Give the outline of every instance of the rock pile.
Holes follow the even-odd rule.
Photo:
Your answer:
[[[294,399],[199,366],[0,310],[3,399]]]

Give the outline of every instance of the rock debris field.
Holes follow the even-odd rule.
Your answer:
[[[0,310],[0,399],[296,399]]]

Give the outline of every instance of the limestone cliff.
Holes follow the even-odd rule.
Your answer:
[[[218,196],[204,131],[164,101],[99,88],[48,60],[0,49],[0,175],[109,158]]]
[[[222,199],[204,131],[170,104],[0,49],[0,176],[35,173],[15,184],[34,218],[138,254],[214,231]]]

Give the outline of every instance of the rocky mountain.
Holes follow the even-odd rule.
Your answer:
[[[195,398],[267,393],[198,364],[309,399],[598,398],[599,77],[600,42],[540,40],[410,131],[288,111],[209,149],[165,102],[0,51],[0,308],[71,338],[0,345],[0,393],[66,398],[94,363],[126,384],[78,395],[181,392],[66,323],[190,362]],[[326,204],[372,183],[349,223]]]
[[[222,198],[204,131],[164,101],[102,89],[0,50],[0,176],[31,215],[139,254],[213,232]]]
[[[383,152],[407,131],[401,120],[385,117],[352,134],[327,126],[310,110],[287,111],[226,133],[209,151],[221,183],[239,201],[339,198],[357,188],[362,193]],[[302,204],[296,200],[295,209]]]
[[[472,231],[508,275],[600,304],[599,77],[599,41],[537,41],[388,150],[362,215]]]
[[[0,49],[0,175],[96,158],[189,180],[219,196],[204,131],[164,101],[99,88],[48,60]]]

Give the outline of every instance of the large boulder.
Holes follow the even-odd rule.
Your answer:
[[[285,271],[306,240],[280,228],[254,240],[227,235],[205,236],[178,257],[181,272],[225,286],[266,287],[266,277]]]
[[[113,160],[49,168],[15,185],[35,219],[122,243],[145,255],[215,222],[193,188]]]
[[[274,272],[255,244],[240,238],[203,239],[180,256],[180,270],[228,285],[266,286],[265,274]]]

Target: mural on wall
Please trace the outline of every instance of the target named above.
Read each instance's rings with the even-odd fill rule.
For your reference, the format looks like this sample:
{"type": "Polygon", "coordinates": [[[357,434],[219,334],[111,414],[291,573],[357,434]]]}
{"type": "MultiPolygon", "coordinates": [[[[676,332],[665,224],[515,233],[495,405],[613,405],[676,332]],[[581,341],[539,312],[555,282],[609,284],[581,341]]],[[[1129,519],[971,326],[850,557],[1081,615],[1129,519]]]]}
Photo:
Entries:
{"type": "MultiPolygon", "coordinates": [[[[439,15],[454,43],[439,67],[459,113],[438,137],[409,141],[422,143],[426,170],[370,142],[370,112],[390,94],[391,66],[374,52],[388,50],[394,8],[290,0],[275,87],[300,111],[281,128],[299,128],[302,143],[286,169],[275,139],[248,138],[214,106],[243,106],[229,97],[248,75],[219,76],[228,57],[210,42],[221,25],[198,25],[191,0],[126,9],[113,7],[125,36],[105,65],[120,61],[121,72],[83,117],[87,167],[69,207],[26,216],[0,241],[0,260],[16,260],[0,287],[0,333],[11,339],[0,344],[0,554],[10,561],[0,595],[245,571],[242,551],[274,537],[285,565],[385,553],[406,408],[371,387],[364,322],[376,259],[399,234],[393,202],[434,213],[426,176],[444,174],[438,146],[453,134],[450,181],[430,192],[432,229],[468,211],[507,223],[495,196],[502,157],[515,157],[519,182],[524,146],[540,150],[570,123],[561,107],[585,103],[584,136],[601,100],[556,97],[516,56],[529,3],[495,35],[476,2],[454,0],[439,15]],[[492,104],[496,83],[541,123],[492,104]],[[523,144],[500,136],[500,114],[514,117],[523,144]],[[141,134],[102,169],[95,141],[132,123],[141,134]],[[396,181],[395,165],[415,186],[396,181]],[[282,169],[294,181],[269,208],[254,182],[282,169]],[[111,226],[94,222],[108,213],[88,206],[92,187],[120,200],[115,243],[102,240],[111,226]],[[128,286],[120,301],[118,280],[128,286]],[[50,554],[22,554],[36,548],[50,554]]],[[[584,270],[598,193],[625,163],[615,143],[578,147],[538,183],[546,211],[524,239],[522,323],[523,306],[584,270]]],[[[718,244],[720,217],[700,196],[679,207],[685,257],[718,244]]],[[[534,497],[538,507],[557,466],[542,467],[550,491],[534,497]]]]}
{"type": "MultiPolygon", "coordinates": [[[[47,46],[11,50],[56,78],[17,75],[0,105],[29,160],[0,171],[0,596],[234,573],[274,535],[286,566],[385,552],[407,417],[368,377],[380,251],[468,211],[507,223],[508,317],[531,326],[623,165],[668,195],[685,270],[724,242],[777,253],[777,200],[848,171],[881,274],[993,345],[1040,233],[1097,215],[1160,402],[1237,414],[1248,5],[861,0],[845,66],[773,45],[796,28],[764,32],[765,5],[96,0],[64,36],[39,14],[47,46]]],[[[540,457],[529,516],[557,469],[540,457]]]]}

Task requirements >> Please retype the whole of the material above exactly.

The completed task >>
Give the outline of every instance of the rock pile.
Holes follow the even-odd rule.
Photo:
Your answer:
[[[294,399],[199,366],[0,310],[3,399]]]

Give the outline of every instance of the rock debris field.
Holes follow the even-odd rule.
Your answer:
[[[0,310],[0,399],[296,399]]]

Give the outline of every instance of the limestone cliff.
Holes follow the even-odd rule.
Your answer:
[[[218,196],[204,131],[164,101],[99,88],[48,60],[0,49],[0,175],[109,158]]]
[[[222,199],[204,131],[170,104],[0,49],[0,176],[35,173],[15,184],[34,218],[138,254],[214,231]]]

Give the outline of every instance of the rocky mountain.
Holes follow the even-odd rule.
Your answer:
[[[195,398],[267,393],[198,364],[309,399],[598,398],[599,77],[600,42],[540,40],[410,131],[288,111],[209,149],[165,102],[0,51],[0,308],[71,338],[0,345],[0,393],[66,398],[94,363],[126,384],[78,395],[181,392],[66,323],[190,362]],[[326,204],[372,183],[349,223]]]
[[[222,198],[204,131],[164,101],[102,89],[0,50],[0,176],[31,215],[139,254],[213,232]]]
[[[383,152],[407,131],[401,120],[385,117],[352,134],[327,126],[310,110],[287,111],[226,133],[209,151],[221,183],[239,201],[339,198],[357,188],[362,193]],[[302,204],[296,200],[295,209]]]
[[[472,231],[508,275],[600,304],[599,77],[599,41],[537,41],[388,150],[362,215]]]
[[[0,49],[0,175],[96,158],[189,180],[219,196],[204,131],[164,101],[99,88],[48,60]]]

Give the outline of every instance of the large boulder.
Holes follow the even-odd rule.
Your answer:
[[[285,271],[306,240],[280,228],[254,240],[227,235],[205,236],[178,257],[181,272],[225,286],[266,287],[266,277]]]
[[[113,160],[49,168],[15,185],[35,219],[122,243],[145,255],[215,222],[193,188]]]
[[[274,272],[255,244],[240,238],[203,239],[180,256],[180,270],[228,285],[266,286],[265,274]]]

Target: mural on wall
Please trace the outline of every instance of the target named above.
Read each instance's rings with the even-odd fill rule.
For your reference, the format looks like this sample:
{"type": "Polygon", "coordinates": [[[357,434],[219,334],[111,414],[291,573],[357,434]]]}
{"type": "MultiPolygon", "coordinates": [[[[676,332],[665,224],[515,233],[495,405],[613,405],[676,332]],[[581,341],[539,312],[555,282],[609,284],[581,341]]],[[[1129,519],[971,326],[850,557],[1081,615],[1129,519]]]]}
Photo:
Entries:
{"type": "MultiPolygon", "coordinates": [[[[439,15],[454,43],[439,67],[459,113],[438,137],[409,141],[422,143],[426,170],[370,142],[370,112],[390,94],[391,66],[374,52],[388,50],[394,8],[290,0],[275,87],[300,111],[281,128],[299,128],[302,143],[286,169],[275,139],[248,138],[214,106],[243,106],[229,97],[248,75],[219,76],[228,57],[210,42],[221,25],[198,25],[191,0],[126,9],[113,7],[125,36],[105,65],[120,61],[121,72],[83,117],[87,167],[69,207],[26,216],[0,241],[0,260],[16,260],[0,287],[0,333],[11,339],[0,344],[0,554],[10,561],[0,595],[245,571],[242,551],[274,537],[285,565],[385,553],[406,408],[371,387],[364,322],[376,259],[399,234],[393,202],[434,213],[426,176],[444,174],[438,146],[453,134],[450,181],[430,192],[432,229],[468,211],[507,223],[495,196],[502,157],[515,157],[519,182],[524,146],[540,150],[570,123],[561,107],[585,103],[584,136],[601,100],[556,97],[516,56],[529,3],[495,35],[476,2],[454,0],[439,15]],[[492,104],[496,83],[541,123],[492,104]],[[523,144],[500,136],[500,114],[514,117],[523,144]],[[141,134],[102,169],[95,141],[132,123],[141,134]],[[396,181],[395,165],[415,186],[396,181]],[[282,169],[294,181],[269,208],[254,182],[282,169]],[[111,226],[94,222],[108,213],[88,206],[92,187],[120,200],[115,243],[102,240],[111,226]],[[128,286],[120,301],[118,280],[128,286]],[[50,554],[22,554],[36,548],[50,554]]],[[[584,270],[598,193],[625,163],[615,143],[578,147],[538,183],[546,211],[524,239],[522,323],[523,306],[584,270]]],[[[718,244],[720,217],[700,196],[679,207],[685,257],[718,244]]],[[[534,497],[538,507],[557,466],[542,467],[550,491],[534,497]]]]}
{"type": "MultiPolygon", "coordinates": [[[[47,46],[11,50],[56,78],[17,75],[0,105],[29,160],[0,171],[0,596],[234,573],[274,535],[286,566],[385,552],[407,417],[368,377],[380,251],[468,211],[507,223],[508,317],[531,326],[623,165],[668,195],[685,270],[724,242],[777,253],[777,200],[848,171],[881,274],[993,345],[1040,233],[1097,215],[1160,402],[1237,414],[1248,5],[861,0],[845,66],[773,45],[796,28],[764,32],[765,5],[96,0],[64,36],[39,14],[47,46]]],[[[540,457],[529,516],[557,469],[540,457]]]]}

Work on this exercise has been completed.